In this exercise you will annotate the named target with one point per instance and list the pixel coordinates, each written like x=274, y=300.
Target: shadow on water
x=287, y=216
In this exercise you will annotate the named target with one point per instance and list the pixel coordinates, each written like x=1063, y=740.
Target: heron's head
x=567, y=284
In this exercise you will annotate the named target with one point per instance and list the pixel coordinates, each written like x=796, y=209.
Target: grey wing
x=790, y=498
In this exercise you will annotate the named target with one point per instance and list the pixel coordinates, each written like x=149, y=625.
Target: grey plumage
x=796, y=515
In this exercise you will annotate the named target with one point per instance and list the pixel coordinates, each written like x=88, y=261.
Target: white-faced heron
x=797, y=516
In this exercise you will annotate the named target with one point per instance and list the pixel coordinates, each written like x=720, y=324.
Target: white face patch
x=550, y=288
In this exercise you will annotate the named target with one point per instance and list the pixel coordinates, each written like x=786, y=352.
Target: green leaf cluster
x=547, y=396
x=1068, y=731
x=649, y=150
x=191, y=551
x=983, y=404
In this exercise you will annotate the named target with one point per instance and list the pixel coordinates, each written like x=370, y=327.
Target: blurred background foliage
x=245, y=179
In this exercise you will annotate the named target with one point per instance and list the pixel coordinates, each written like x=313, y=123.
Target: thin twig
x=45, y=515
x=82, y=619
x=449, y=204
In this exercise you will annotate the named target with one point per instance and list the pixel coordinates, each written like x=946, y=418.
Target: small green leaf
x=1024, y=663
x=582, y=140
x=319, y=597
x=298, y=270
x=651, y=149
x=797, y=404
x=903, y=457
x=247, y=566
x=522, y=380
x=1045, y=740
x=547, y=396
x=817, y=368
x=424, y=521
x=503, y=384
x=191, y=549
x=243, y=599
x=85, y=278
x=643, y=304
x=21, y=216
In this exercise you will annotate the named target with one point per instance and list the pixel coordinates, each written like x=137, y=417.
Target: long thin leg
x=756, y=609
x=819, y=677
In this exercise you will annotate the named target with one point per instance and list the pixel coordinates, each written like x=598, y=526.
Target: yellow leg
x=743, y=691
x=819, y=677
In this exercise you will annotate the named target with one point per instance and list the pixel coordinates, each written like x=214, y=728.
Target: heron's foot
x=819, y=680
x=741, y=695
☆ ☆ ☆
**Short task**
Write out the lines above exactly as they appear, starting with the line that contains "like x=88, y=261." and continuing down through the line that contains "x=797, y=516". Include both of those lines and nothing else from the items.

**The solution**
In this exercise you will annotate the named target with one point per instance and list the pixel coordinates, each written like x=88, y=261.
Target: white-faced heron
x=797, y=516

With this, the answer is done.